===== Supplied data =====

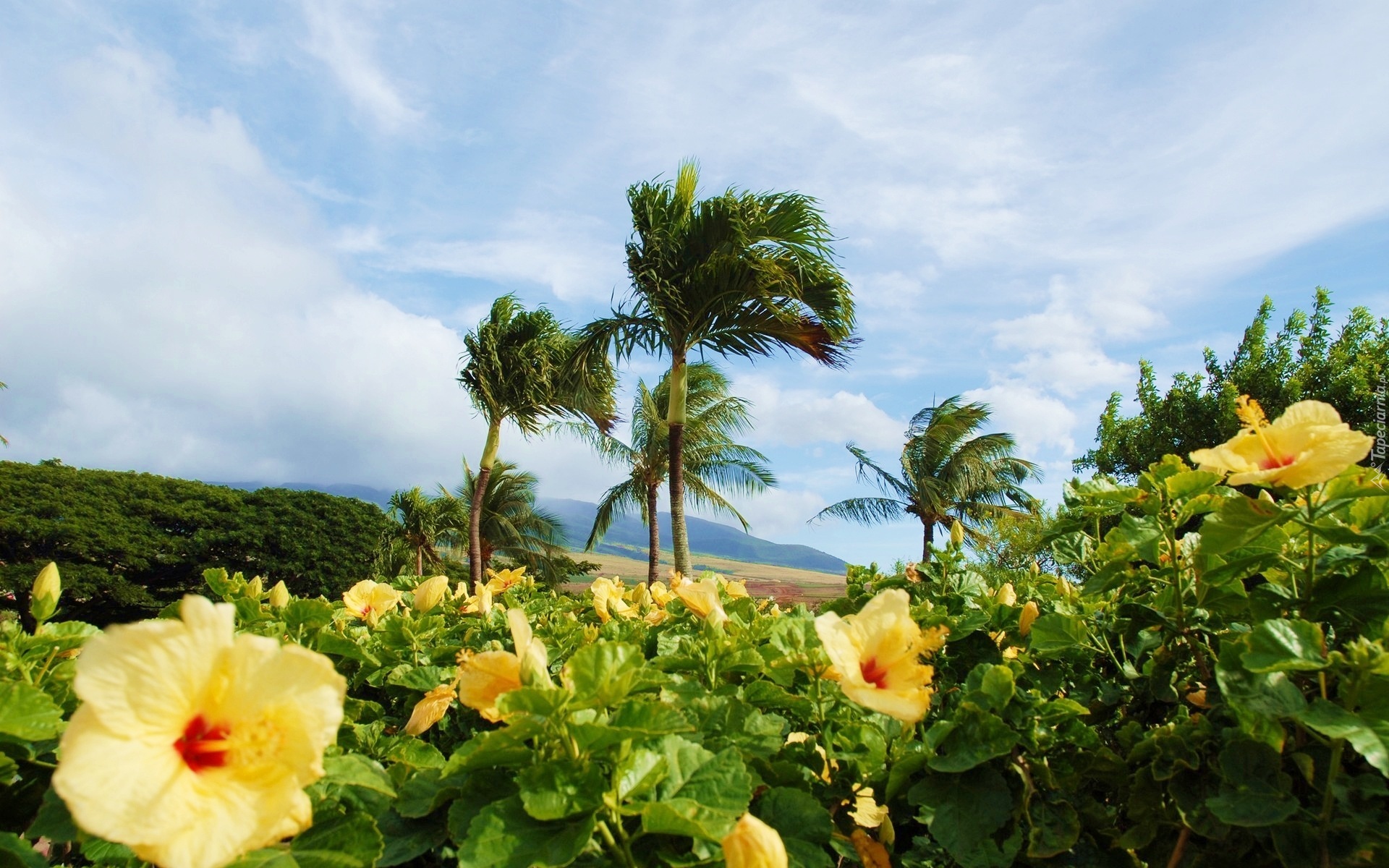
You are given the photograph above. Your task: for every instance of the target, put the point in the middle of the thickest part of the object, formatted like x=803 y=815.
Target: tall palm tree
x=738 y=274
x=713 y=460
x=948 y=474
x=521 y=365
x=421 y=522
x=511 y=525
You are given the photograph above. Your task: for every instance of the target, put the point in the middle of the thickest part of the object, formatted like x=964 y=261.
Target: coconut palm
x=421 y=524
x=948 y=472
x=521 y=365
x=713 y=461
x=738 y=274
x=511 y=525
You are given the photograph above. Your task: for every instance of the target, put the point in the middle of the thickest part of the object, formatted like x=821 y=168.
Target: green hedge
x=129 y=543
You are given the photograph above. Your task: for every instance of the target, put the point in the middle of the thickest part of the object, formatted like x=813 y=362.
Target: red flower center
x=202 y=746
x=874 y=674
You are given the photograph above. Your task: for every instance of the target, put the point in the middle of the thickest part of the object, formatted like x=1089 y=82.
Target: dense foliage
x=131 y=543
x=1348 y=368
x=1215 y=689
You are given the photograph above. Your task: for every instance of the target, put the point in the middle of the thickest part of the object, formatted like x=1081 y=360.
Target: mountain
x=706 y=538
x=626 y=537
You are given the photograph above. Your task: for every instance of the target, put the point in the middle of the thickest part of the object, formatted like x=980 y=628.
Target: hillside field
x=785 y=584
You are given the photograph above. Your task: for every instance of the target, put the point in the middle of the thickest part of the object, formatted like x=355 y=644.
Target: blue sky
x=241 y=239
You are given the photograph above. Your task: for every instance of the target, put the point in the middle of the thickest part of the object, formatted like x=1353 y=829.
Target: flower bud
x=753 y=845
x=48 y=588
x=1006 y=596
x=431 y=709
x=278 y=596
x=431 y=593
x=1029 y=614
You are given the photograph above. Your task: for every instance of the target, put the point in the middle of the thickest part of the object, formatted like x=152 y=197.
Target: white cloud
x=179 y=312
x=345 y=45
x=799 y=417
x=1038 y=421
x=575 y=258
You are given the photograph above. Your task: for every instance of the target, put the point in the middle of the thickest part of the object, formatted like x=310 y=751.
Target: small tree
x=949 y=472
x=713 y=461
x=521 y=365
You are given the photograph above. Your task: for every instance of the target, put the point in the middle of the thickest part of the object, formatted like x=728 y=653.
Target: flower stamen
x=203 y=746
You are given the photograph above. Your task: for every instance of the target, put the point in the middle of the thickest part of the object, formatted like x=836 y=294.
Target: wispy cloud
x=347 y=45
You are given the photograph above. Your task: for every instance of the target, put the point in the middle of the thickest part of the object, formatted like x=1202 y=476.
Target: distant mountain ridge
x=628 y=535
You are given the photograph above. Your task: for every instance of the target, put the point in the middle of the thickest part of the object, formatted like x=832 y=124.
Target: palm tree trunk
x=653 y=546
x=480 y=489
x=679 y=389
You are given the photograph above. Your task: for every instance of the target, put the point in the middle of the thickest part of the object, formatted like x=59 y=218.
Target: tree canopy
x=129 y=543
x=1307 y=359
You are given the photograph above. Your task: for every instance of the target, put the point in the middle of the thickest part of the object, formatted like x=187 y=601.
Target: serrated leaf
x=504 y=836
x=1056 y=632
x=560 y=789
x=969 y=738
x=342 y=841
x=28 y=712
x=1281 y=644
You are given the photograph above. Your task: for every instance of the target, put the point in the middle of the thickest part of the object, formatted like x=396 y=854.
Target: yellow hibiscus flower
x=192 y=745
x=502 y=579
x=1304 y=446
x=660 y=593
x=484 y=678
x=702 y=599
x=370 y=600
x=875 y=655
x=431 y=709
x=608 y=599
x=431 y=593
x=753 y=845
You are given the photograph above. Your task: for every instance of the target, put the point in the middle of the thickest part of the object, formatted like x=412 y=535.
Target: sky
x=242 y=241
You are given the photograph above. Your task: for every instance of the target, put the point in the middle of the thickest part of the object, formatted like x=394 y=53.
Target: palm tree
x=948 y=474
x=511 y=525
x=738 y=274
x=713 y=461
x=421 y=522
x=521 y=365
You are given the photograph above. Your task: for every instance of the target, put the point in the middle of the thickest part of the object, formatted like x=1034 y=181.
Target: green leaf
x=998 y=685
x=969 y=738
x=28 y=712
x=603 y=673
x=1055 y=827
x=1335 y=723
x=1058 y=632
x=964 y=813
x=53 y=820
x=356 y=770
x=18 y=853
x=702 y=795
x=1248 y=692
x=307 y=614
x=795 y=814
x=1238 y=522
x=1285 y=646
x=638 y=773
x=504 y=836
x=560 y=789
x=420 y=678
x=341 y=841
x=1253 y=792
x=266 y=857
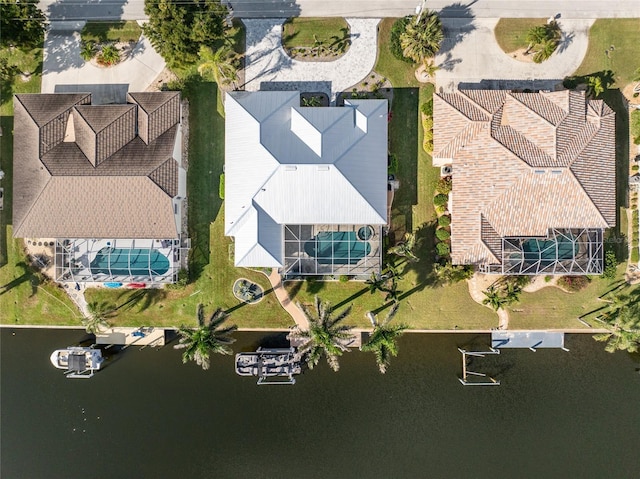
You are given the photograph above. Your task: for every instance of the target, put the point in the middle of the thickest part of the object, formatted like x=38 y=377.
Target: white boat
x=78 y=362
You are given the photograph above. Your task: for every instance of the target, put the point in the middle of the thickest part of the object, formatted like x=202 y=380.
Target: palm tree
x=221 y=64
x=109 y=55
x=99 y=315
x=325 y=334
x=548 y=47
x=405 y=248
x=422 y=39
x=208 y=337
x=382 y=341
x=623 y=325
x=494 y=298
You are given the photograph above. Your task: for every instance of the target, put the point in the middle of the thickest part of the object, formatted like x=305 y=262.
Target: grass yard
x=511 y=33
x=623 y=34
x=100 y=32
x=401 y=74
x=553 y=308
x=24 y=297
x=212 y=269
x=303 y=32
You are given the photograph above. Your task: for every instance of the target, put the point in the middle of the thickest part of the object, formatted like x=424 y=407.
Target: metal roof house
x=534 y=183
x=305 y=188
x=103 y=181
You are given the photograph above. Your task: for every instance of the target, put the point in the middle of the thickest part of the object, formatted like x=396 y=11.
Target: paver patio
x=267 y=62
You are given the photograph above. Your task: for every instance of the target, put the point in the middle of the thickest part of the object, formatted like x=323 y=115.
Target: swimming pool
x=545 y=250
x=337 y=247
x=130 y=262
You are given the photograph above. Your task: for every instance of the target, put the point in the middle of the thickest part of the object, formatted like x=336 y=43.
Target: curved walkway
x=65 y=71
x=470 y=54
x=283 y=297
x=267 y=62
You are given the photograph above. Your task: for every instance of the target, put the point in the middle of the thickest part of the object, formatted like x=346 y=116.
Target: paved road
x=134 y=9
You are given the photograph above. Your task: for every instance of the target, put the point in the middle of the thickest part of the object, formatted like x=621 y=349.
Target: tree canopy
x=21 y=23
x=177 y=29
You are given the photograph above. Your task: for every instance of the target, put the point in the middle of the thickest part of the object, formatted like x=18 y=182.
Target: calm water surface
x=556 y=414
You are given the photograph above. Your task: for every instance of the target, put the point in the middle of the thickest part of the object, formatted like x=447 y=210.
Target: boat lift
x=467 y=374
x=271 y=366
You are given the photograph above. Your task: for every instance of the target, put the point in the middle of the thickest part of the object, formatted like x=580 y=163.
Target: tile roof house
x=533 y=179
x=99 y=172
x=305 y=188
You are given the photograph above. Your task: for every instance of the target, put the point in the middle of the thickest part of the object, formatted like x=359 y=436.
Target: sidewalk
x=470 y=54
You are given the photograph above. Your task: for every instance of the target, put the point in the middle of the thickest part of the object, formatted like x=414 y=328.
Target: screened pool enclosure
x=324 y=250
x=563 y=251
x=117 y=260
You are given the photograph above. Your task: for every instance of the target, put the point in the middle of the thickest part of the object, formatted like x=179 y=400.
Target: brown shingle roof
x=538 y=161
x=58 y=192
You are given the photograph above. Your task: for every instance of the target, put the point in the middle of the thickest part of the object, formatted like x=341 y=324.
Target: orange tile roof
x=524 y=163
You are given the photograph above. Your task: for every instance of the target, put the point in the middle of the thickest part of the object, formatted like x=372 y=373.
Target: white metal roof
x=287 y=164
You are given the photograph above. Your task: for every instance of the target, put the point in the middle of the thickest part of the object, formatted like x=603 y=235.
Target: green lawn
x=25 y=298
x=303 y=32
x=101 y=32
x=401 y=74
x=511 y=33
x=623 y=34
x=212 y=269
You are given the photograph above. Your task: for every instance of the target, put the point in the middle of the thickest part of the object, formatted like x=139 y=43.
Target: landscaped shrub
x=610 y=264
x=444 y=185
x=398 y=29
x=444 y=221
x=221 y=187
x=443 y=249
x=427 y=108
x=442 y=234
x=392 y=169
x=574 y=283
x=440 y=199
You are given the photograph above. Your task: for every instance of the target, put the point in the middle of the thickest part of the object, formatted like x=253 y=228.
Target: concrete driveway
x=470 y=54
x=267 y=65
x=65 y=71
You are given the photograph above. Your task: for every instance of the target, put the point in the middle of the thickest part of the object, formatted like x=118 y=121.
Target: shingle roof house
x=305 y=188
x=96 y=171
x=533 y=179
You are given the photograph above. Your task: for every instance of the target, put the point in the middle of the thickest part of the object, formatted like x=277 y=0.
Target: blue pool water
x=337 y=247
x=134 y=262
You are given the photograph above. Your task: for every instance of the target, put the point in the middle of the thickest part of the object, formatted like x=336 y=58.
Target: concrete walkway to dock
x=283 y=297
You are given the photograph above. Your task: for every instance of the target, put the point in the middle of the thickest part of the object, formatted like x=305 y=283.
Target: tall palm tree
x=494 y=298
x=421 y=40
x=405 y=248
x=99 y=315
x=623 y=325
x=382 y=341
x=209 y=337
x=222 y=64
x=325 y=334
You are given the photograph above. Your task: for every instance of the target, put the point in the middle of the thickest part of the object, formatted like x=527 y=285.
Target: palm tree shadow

=====

§ What is needed:
Using the entries above, give back exactly the line containing "like x=305 y=262.", the line containing "like x=336 y=43.", and every line between them, and nothing else.

§ The completed task:
You are given the photograph above. Your task: for every instance of the target, put the point in the middle of the thickest part of the object, formatted like x=305 y=262.
Target: grass yard
x=511 y=33
x=623 y=34
x=100 y=32
x=401 y=74
x=553 y=308
x=24 y=297
x=212 y=269
x=303 y=32
You are given the photograph above. Your task: for every instance of the target, put the point in the middle of the thickest part of the object, formatted like x=424 y=407.
Target: metal roof house
x=534 y=183
x=305 y=188
x=103 y=181
You are given the photograph above. Your task: for every instance of the target, put the point in the middle of the thickest part of the object, formatted like x=396 y=11.
Target: paver patio
x=267 y=62
You are given the photograph above. Your task: for every instance of the target, put the point in the middle of the thickest part of the object, formatted like x=323 y=115.
Target: swimming pool
x=545 y=250
x=337 y=247
x=130 y=262
You are given the photograph above. Your task: for every instance of the target, put the point in the middle of the thickest part of the object, formatted like x=336 y=43.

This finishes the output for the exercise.